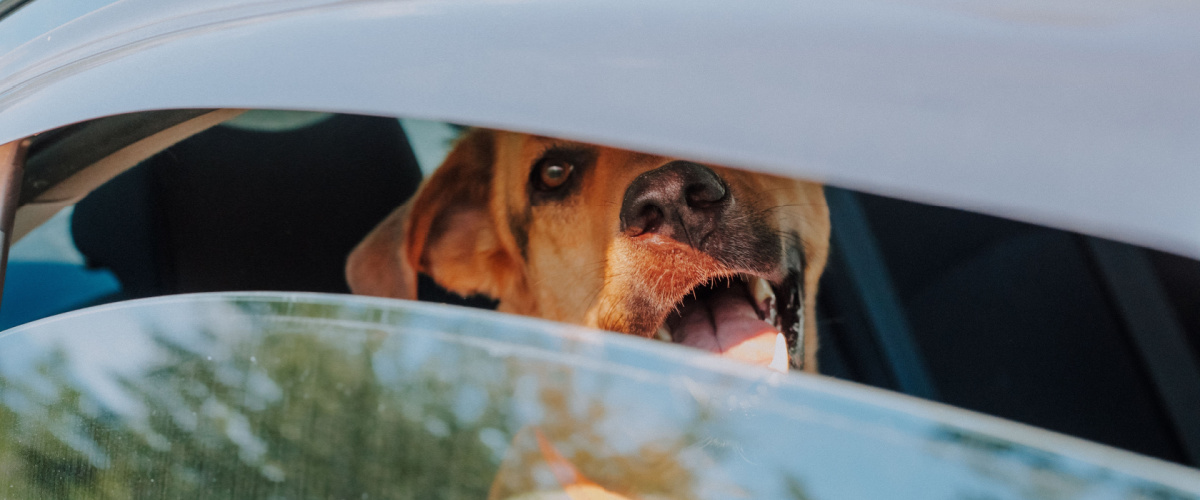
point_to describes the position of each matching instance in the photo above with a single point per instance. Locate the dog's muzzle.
(681, 200)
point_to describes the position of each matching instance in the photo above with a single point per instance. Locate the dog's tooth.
(763, 299)
(779, 362)
(663, 333)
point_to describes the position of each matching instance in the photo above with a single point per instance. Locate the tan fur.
(463, 226)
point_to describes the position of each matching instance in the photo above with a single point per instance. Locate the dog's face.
(637, 244)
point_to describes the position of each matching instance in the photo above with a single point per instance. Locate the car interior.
(1059, 330)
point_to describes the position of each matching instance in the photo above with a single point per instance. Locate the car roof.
(1075, 114)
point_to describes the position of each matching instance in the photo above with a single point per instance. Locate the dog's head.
(611, 239)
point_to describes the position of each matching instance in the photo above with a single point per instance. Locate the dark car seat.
(233, 209)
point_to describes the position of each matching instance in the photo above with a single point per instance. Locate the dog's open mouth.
(742, 317)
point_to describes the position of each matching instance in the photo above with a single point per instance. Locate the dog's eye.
(553, 175)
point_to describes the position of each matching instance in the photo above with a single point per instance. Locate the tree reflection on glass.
(293, 408)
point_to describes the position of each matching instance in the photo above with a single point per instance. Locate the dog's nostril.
(646, 220)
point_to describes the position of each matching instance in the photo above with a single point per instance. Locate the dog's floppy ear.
(447, 232)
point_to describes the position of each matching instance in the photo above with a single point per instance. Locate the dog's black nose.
(682, 200)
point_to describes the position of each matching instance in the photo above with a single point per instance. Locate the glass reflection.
(319, 396)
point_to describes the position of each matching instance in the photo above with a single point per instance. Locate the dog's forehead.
(534, 146)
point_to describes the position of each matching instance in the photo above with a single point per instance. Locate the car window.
(1060, 330)
(282, 395)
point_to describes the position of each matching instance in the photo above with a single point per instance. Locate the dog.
(703, 255)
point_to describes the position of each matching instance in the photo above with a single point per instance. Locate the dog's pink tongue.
(727, 324)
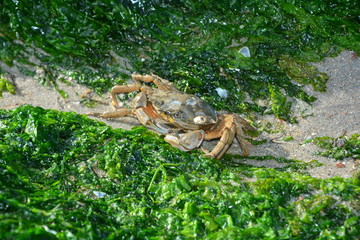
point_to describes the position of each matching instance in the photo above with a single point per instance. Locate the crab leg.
(225, 141)
(162, 84)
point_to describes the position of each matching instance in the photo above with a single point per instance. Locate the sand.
(335, 113)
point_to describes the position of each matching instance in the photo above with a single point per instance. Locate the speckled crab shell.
(183, 110)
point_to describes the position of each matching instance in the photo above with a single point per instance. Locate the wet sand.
(334, 113)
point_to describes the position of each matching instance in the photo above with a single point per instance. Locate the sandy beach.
(335, 113)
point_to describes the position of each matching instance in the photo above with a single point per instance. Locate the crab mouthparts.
(204, 120)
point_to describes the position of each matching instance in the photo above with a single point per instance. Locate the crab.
(186, 120)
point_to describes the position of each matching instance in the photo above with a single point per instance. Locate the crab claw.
(186, 141)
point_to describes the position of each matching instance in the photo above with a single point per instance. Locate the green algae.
(194, 44)
(65, 176)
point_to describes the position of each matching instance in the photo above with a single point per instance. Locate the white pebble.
(222, 92)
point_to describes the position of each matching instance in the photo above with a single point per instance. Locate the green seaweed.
(6, 85)
(194, 44)
(65, 176)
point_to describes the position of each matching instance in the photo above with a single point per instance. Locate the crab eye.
(199, 120)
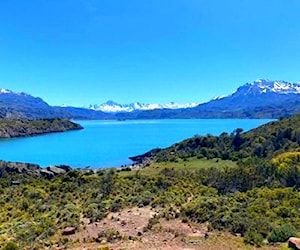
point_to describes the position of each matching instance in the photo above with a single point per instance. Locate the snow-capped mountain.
(264, 86)
(255, 95)
(113, 107)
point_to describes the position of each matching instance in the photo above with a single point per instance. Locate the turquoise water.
(110, 143)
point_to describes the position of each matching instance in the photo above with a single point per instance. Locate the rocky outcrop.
(294, 243)
(69, 231)
(145, 159)
(32, 170)
(24, 127)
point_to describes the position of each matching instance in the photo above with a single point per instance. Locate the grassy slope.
(253, 197)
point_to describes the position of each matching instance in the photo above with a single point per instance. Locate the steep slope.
(114, 107)
(265, 141)
(23, 127)
(21, 105)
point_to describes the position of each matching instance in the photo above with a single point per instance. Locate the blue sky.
(89, 51)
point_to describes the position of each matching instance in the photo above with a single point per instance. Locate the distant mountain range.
(113, 107)
(259, 99)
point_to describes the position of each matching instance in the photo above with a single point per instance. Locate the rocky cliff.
(24, 127)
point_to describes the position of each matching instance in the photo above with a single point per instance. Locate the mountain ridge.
(262, 98)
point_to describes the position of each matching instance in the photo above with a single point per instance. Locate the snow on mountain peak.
(261, 86)
(7, 91)
(113, 107)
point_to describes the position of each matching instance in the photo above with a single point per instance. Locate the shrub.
(282, 233)
(253, 238)
(11, 246)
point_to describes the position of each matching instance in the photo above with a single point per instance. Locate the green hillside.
(25, 127)
(243, 183)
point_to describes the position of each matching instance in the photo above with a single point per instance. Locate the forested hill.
(264, 142)
(24, 127)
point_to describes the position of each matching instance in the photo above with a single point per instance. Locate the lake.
(110, 143)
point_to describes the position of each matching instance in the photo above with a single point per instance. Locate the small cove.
(110, 143)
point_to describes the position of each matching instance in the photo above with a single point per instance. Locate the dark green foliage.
(24, 127)
(258, 197)
(11, 246)
(282, 233)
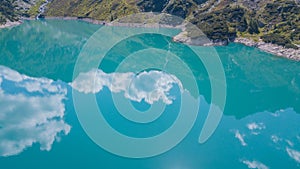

┄┄┄┄┄┄┄┄┄┄

How many lines of the records contain the word "slope"? Reply with the number only.

- _ANSWER FOR THIS EXERCISE_: 2